**Partes do exercício**
a - Segundo o texto sobre a bandeira do segundo Anhangüera, quem recolheu a narrativa do desertor José Peixoto da Silva Braga?
b - Diga se cada afirmação concorda com o texto sobre a bandeira do segundo Anhangüera e cite as palavras do texto que decidem: (i) A bandeira de 1722-1725 encontrou placers auríferos goianos. (ii) As reconstituições da marcha dessa expedição coincidem inteiramente entre si. (iii) A maioria das indicações toponímicas dos papéis da jornada é fácil de identificar.
c - Transcreva do texto sobre a bandeira do segundo Anhangüera o trecho que começa em "Mas a não ser" e segue até "passagem das bandeiras.".

**Texto de estudo**
------------------------------------------------

Frisante exemplo do que estamos a alegar é o que se dá com a grande bandeira do segundo Anhangüera, a de 1722-1725, coroada por notabilíssimo êxito: o encontro dos opulentos, placers auríferos goianos. Sôbre a marcha desta expedição, de importância máxima, existe documentação assaz extensa, graças à qual várias reconstituições se tentaram, cheias da maior verossimilhança e inspiradas por notável critério, como por exemplo, a de Calógeras. Apresentam, no entanto, formais divergências.

Há nos papéis referentes à jornada numerosas indicações de real valor topográfico. E mais — fato sumamente raro, nas relações de nossas entradas, empreendidas por homens fundamentalmente rudes — apresenta ainda o seu acervo valiosa documentação humana, como a tão interessante e conhecida narrativa do desertor José Peixoto da Silva Braga, recolhida pelo ilustre jesuíta Diogo Soares.

Mas a não ser quanto aos acidentes geográficos inconfundíveis e, assim mesmo, não quanto a todos, suas indicações toponímicas quase sempre de singular assonância, parecem na maioria dos casos, inidentificáveis; ou porque se não mantiveram os velhos nomes bandeirantes ou porque êles caíram em desuetude, substituídos por apelidos recentes como aliás era de esperar, em regiões então desertas e povoadas bastante após a passagem das bandeiras.

------------------------------------------------

**Segmento de dados**

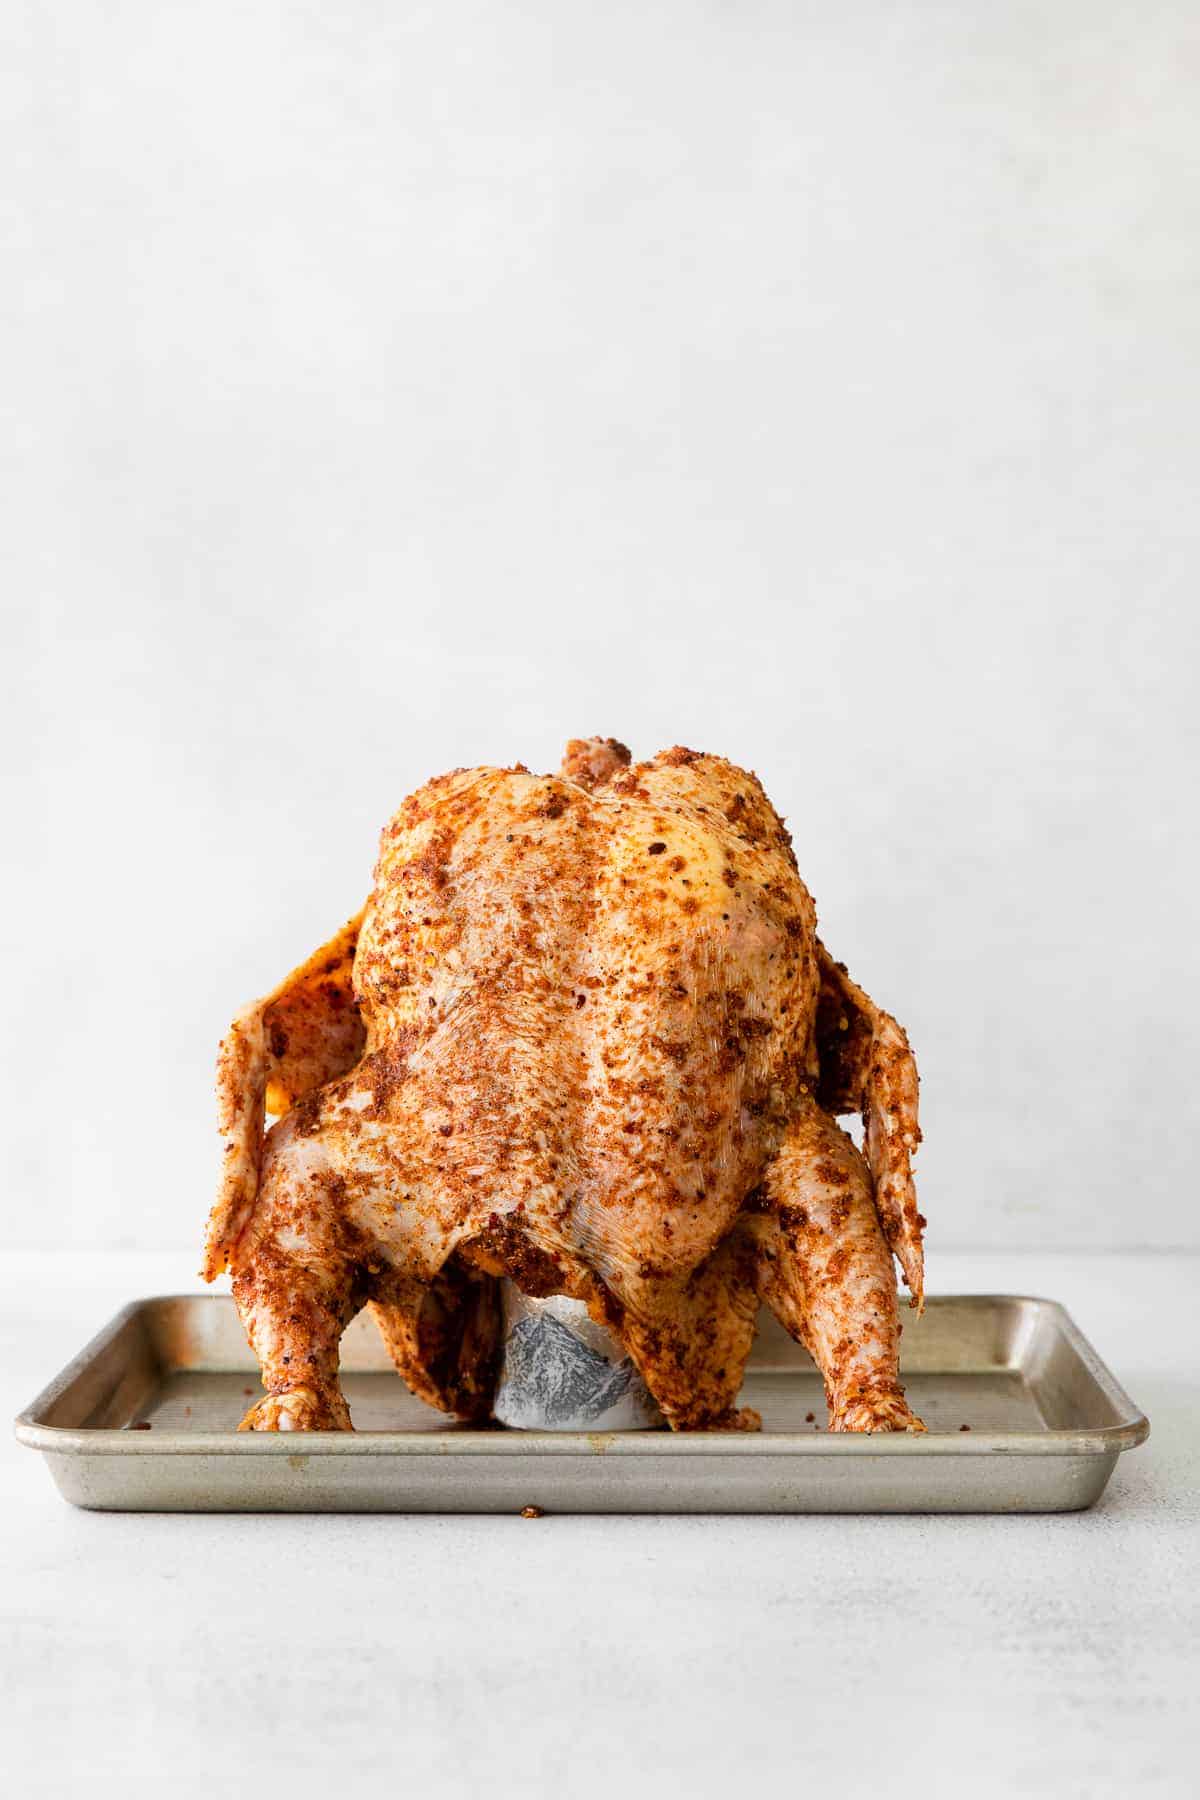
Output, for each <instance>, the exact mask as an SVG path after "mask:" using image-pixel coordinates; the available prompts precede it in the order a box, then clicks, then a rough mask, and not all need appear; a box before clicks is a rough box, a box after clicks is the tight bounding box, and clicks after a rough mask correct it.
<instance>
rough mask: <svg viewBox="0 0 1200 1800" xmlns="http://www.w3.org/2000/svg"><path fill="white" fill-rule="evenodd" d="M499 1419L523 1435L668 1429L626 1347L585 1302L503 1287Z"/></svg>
mask: <svg viewBox="0 0 1200 1800" xmlns="http://www.w3.org/2000/svg"><path fill="white" fill-rule="evenodd" d="M493 1415H495V1417H497V1418H498V1420H500V1424H502V1426H513V1427H515V1429H518V1431H639V1429H642V1431H644V1429H651V1427H655V1426H660V1424H662V1413H660V1411H658V1408H657V1406H655V1402H653V1399H651V1395H649V1391H648V1390H646V1382H644V1381H642V1377H640V1375H639V1373H637V1370H635V1366H633V1363H631V1361H630V1357H628V1355H626V1354H624V1350H622V1346H621V1345H619V1343H617V1339H615V1337H613V1336H612V1332H606V1330H604V1327H603V1325H597V1323H596V1319H592V1318H590V1314H588V1309H587V1307H585V1305H583V1301H581V1300H567V1298H565V1296H561V1294H552V1296H551V1298H549V1300H531V1298H529V1296H527V1294H522V1291H520V1289H518V1287H516V1285H515V1283H513V1282H506V1283H504V1355H502V1363H500V1381H498V1382H497V1399H495V1404H493Z"/></svg>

------------------------------------------------

**Respostas por tarefa**
a - O jesuíta Diogo Soares.

b -
(i) Sim: "o encontro dos opulentos, placers auríferos goianos".
(ii) Não: "Apresentam, no entanto, formais divergências."
(iii) Não: "parecem na maioria dos casos, inidentificáveis".

c -
Mas a não ser quanto aos acidentes geográficos inconfundíveis e, assim mesmo, não quanto a todos, suas indicações toponímicas quase sempre de singular assonância, parecem na maioria dos casos, inidentificáveis; ou porque se não mantiveram os velhos nomes bandeirantes ou porque êles caíram em desuetude, substituídos por apelidos recentes como aliás era de esperar, em regiões então desertas e povoadas bastante após a passagem das bandeiras.